→ **WHAT YOU NEED TO DO**:
1. Answer these from the article on Ukrainian drone strikes against Russian oil refineries:
(a) On which two days in June did drones hit the Moscow oil refinery?
(b) How powerful are the warheads on Ukraine's long-range UAVs compared with those on the latest Russian Geran drones?
(c) According to Bloomberg, by what percentage had gasoline output dropped year-on-year as of late May?
2. How would you put this sentence from the article on Ukrainian drone strikes against Russian oil refineries into Spanish: "Oil refineries in the European part of Russia fit those criteria precisely."?

→ **QUOTED PASSAGE**:
......

Meduza · 2026-06-19 · via Meduza.io
A fire burns at the oil refinery in Kapotnya. June 18, 2026

On June 16 and 18, Ukrainian drones broke through defenses in southeastern Moscow and knocked out both primary oil distillation units at the Moscow oil refinery. During the second strike, several fuel storage tanks caught fire, and smoke from the blaze blanketed the surrounding residential neighborhoods. In carrying out the attack, Ukraine’s Armed Forces achieved several objectives at once: they continued their campaign of strikes against oil refineries; demonstrated their ability to penetrate Russia’s most powerful and layered air defense zone; and produced striking footage that they showed to Western allies. The footage was equally telling for Russian officials and military commanders: even in the Moscow region, the air defense system is plainly incapable of stopping a mass strike. Ukraine’s Armed Forces have learned to assemble the forces needed to overwhelm the radars and launch systems protecting the most heavily guarded facilities. Other defensive approaches are either used in limited ways or remain in the testing phase.

How Ukrainian drones learned to penetrate Moscow’s air defenses — and what the latest strikes have cost Russia

Since the spring of 2026, Ukraine has made sequential strikes on Russian oil refining infrastructure the top priority of its air campaign. The choice was deliberate:

  • Ukraine’s Armed Forces and intelligence services have a reliable supply of only one long-range strike weapon: drones of various models carrying relatively small warheads weighing several dozen kilograms. As a rule, such UAVs — which strike targets more than 500 kilometers (310 miles) away — carry warheads roughly half as powerful as those on the latest Russian Geran drones. Ukraine does not yet have enough cruise or ballistic missiles to sustain a mass air campaign.
  • Warheads of several dozen kilograms are poorly suited to destroying, say, the reinforced-concrete structures of defense industry plants or large bridges. It therefore makes more sense to hit unprotected targets in open areas — targets that also carry high value for the Russian economy. Oil refineries in the European part of Russia fit those criteria precisely.

Ukraine’s previous campaign against oil refining infrastructure in the fall of 2025 showed that maximum damage requires sustained, systematic pressure. When strikes were infrequent and targeted only the most vulnerable large primary distillation units — atmospheric vacuum distillation units, or AVTs — Russia was able to restore production relatively quickly. In the spring and summer of 2026, Ukraine’s Armed Forces are striking more often and hitting a wider range of targets. In addition to AVTs and fuel storage tanks, they are hitting deep-processing units that are harder to repair and require imported spare parts. According to Bloomberg, all of this has driven gasoline output down 13% year-on-year as of late May — close to the threshold at which the country would face a fuel shortage. Since then, strikes on refineries have continued, although repairs to the damaged plants are also underway.

......

→ **DATA BLOCK**:
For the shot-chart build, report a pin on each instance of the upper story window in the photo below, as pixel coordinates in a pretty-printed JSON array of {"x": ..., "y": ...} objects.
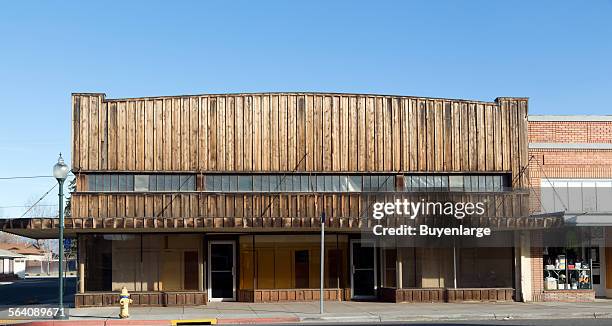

......

→ **RESULTS**:
1.
(a) June 16 and June 18.
(b) Roughly half as powerful.
(c) 13%.

2. Las refinerías de petróleo de la parte europea de Rusia cumplen precisamente esos criterios.